-- Selected text follows --
In the Boston Globe, Pell Center senior fellow Colin Woodard argues a breakup of the United States would be a disaster to be avoided at all costs, but if it happened history suggests an independent New England might well emerge.
By Colin Woodard
Back when American Nations came out in 2011, a lot of august experts dismissed the warning in the epilogue that if we were unable to form better compromises between the values of its regional cultures the U.S. federation could one day fall apart. A pandemic or a series of terrorist attacks or an effort to impose some conservative Christian form of sharia law might drive the country into a death spiral, it warned. We need to rebalance our democracy toward greater commitment to the common good, American Character advised a few years later, and rediscover our shared ideals in the Declaration, Union suggested.
Now we’re approaching the cliff’s edge and Americans need to wake up and realize what is at stake.
-- Selected text concluded --
-- Excerpted data follows --
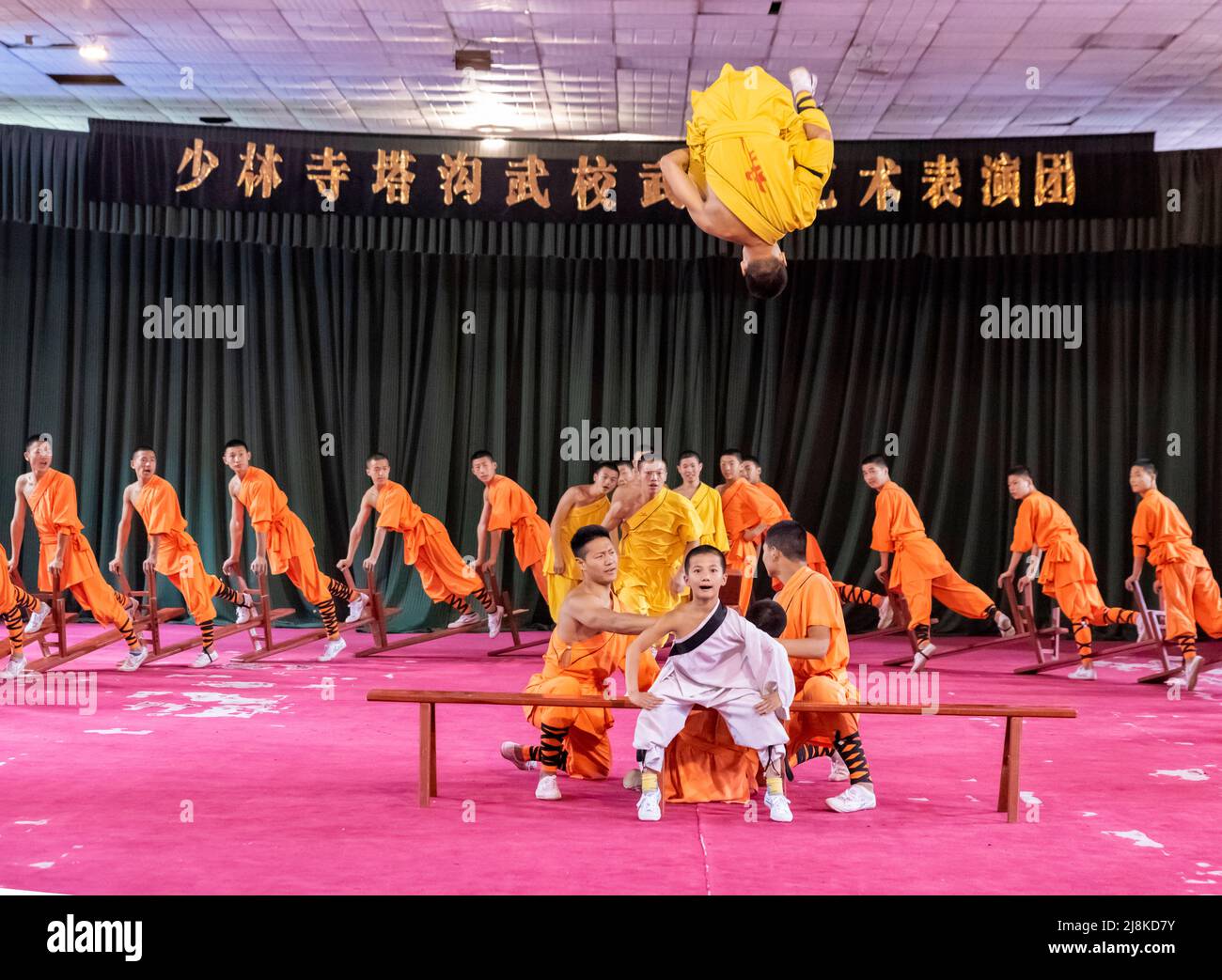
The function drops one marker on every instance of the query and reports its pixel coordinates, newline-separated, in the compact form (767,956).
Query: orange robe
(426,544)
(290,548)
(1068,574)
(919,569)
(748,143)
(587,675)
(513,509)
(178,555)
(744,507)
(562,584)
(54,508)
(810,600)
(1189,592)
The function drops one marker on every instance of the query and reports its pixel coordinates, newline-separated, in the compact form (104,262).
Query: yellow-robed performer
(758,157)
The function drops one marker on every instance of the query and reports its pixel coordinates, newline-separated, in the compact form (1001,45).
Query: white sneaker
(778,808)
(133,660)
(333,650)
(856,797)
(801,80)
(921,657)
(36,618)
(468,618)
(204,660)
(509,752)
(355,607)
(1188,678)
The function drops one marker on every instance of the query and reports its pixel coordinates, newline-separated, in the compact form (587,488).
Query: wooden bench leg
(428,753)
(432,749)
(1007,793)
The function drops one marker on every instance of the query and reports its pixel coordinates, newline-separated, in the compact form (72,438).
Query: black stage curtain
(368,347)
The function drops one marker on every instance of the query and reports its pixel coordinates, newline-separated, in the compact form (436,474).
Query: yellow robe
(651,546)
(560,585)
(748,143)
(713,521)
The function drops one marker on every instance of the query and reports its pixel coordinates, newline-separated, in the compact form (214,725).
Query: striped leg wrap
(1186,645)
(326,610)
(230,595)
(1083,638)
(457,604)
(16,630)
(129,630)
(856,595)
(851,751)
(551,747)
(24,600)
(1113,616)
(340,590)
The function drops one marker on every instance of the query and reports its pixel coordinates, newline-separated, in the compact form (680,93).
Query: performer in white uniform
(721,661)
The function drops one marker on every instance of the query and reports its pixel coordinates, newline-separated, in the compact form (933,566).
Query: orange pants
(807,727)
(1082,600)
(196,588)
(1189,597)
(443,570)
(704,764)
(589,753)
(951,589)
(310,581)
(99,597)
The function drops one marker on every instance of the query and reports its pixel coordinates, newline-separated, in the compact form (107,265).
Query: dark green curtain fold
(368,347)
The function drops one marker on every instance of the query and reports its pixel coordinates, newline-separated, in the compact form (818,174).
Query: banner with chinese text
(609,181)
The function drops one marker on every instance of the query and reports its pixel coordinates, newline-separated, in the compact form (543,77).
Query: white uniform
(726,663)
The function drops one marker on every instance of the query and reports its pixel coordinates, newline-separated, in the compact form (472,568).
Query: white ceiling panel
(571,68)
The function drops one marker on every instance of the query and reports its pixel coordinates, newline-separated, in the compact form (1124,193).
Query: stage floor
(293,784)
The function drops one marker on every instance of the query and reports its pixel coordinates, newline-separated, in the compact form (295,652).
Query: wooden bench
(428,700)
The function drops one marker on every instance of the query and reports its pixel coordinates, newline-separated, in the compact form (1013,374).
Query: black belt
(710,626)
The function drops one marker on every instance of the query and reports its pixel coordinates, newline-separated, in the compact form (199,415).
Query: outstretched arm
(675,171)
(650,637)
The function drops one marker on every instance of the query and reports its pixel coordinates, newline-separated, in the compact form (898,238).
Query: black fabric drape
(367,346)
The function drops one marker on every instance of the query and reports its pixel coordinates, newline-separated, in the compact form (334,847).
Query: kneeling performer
-- Excerpted data concluded --
• **What the task asks**
Please pick up the piece on a possible breakup of the United States after its last sentence and continue it.

• **Response below**
For the Sunday Boston Globe I wrote about what a disaster dissolution would be, turning North America into a stage for authoritarian great power competition and furthering the likelihood that liberal democracy will perish from the Earth. But if history is any guide, a New England-led federation would be among the successor states to emerge. Indeed, an effort to create such a thing has emerged every time the U.S. appeared on the verge of collapse in the past. I hope you’ll enjoy the article, which lead the Ideas section and posted online today. At this hour it’s the number 2 most read story on the site even. (The Globe has a hard paywall, alas, and apologies for that.)
I last wrote for the Boston Globe in late 2020, on Maine as a postcolonial society two centuries after the end of seventeen decades of Massachusetts rule.